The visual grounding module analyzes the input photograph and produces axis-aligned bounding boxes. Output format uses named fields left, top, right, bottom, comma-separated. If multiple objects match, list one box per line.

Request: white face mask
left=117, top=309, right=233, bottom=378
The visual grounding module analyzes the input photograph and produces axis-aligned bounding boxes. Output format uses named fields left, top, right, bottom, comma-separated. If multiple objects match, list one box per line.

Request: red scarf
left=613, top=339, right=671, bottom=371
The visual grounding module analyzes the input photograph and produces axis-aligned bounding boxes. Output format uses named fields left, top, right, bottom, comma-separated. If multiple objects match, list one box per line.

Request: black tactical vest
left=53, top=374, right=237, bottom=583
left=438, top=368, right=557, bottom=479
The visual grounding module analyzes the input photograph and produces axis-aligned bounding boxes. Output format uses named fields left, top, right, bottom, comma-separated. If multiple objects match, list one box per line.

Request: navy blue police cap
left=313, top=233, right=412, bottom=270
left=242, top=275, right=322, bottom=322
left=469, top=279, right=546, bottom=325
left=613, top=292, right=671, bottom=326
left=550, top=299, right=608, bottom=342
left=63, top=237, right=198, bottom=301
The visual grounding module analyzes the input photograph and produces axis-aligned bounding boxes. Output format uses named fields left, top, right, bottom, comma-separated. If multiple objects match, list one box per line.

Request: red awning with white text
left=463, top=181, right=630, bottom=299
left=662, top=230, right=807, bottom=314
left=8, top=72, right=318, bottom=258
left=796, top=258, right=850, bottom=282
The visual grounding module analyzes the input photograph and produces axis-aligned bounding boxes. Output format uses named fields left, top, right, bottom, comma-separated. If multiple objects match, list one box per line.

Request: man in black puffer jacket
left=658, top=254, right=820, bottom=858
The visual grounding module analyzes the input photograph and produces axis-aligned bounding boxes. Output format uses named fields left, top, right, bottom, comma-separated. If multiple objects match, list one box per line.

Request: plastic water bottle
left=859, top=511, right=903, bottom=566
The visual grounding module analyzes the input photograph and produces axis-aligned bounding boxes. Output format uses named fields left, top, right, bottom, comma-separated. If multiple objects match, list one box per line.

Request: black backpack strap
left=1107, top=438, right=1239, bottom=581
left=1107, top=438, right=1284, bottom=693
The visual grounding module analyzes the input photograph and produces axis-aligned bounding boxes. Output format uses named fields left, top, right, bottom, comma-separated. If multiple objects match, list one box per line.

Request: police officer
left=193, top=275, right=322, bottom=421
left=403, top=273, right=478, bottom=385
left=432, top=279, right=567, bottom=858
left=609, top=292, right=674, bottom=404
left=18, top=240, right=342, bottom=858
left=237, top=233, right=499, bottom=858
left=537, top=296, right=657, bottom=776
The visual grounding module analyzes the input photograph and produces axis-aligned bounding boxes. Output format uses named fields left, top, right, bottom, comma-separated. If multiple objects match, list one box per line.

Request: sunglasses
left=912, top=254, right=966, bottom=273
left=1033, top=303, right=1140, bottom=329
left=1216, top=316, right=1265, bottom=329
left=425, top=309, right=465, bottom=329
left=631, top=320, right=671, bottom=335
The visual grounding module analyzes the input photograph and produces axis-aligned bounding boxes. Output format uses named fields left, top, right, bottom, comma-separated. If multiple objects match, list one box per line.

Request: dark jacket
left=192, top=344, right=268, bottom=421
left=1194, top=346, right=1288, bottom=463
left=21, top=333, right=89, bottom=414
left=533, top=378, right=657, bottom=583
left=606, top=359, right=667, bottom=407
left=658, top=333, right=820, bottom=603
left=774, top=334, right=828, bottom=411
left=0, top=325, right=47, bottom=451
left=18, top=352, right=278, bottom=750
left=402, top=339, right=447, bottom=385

◆ ◆ ◆

Reproduce all of the records above line for line, leaving every character unchanged.

• [RIGHT ANSWER]:
The visual grounding module analyzes the input photograph and produces axis-aligned bounding boxes. Output format uses named fields left, top, right, bottom, comma-separated. If multiple objects match, list one box per line.

Request: white face mask
left=117, top=309, right=233, bottom=378
The visual grounding module analyzes the input photograph and produces axis-aligned bounding boxes. Output format uses named fields left, top, right, bottom, comma-separated. If multiple objects match, list one box per line.

Request: red scarf
left=613, top=339, right=671, bottom=371
The visual grounding module analyzes the input photograph and produces axis-aligned bounding boxes. Output format uses named fields left, top, right, bottom, comma-separated. If multiple objects match, list one box per line.

Request: black tactical vest
left=53, top=374, right=237, bottom=583
left=438, top=368, right=557, bottom=479
The visual grounding module analyzes the input photograph and produces axis-aligned bounding boxes. Output format uses named fields left, top, right, bottom, comma-separated. If multiple objects match, list one box per line.

Request: navy blue police cap
left=313, top=233, right=412, bottom=270
left=242, top=275, right=322, bottom=322
left=469, top=279, right=546, bottom=325
left=613, top=292, right=671, bottom=326
left=550, top=299, right=608, bottom=342
left=63, top=237, right=198, bottom=301
The visual grounding module analyzes the input photograph and produces axis-aligned bounding boxes. Output format uses named fields left, top, right, bottom, comma-separated. If multiple objects match, list one box per line.

Request: red awning with white text
left=463, top=181, right=630, bottom=299
left=662, top=230, right=807, bottom=314
left=8, top=72, right=318, bottom=258
left=796, top=258, right=850, bottom=282
The visual grounding module analyzes the input photograph and produces axis-aligned bounding boxes. Output format uses named fields left, top, right, bottom, comma-separated. If multiple objects match, list one box per line.

Request: man in black puffer jacket
left=658, top=254, right=820, bottom=858
The visual grounding module analyzes the input photograph and produces axis-aligned bounding boxes. Output format uses named fields left, top, right, bottom, comma-separated. If multiple objects match, list one box per line.

Request: plastic water bottle
left=859, top=511, right=903, bottom=566
The visual grounding module analyzes the input photograph and produces axis-aligned bounding boxes. Output format uses named fields left, top, right, bottom, comma-separated. If multiple objects match, list one box per line.

Request: black backpack strap
left=1107, top=438, right=1239, bottom=581
left=1107, top=438, right=1284, bottom=693
The visual grounding module analyzes the input photograph and produces axis-aligned bounding boxes. Output format uses named fields left, top, right, bottom, comma-separated. If multiple objects match, list one box per line.

Request: police officer
left=193, top=275, right=322, bottom=421
left=403, top=273, right=478, bottom=385
left=432, top=279, right=567, bottom=858
left=609, top=292, right=674, bottom=404
left=18, top=240, right=342, bottom=858
left=237, top=233, right=499, bottom=858
left=537, top=296, right=657, bottom=776
The visual grounding module analyzes the input photograph and produces axis-aligned bounding boxes. Output format uses named fields left, top, right, bottom, comma-separated. If multiple objects match, list one box per line.

Request: sunglasses
left=912, top=254, right=966, bottom=273
left=1033, top=303, right=1140, bottom=329
left=1216, top=316, right=1265, bottom=329
left=425, top=309, right=465, bottom=329
left=631, top=320, right=671, bottom=335
The visual grounding module analyzes the input photograph and produces axis-aligned bounding boxes. Output format uses named fields left, top, right, bottom, comma-separated. If multiple objects match, list one box per line.

Request: dark jacket
left=192, top=344, right=268, bottom=421
left=1194, top=346, right=1288, bottom=463
left=21, top=333, right=89, bottom=414
left=533, top=378, right=657, bottom=583
left=606, top=359, right=667, bottom=407
left=658, top=333, right=820, bottom=603
left=774, top=334, right=828, bottom=411
left=0, top=325, right=47, bottom=451
left=18, top=352, right=278, bottom=750
left=402, top=339, right=447, bottom=385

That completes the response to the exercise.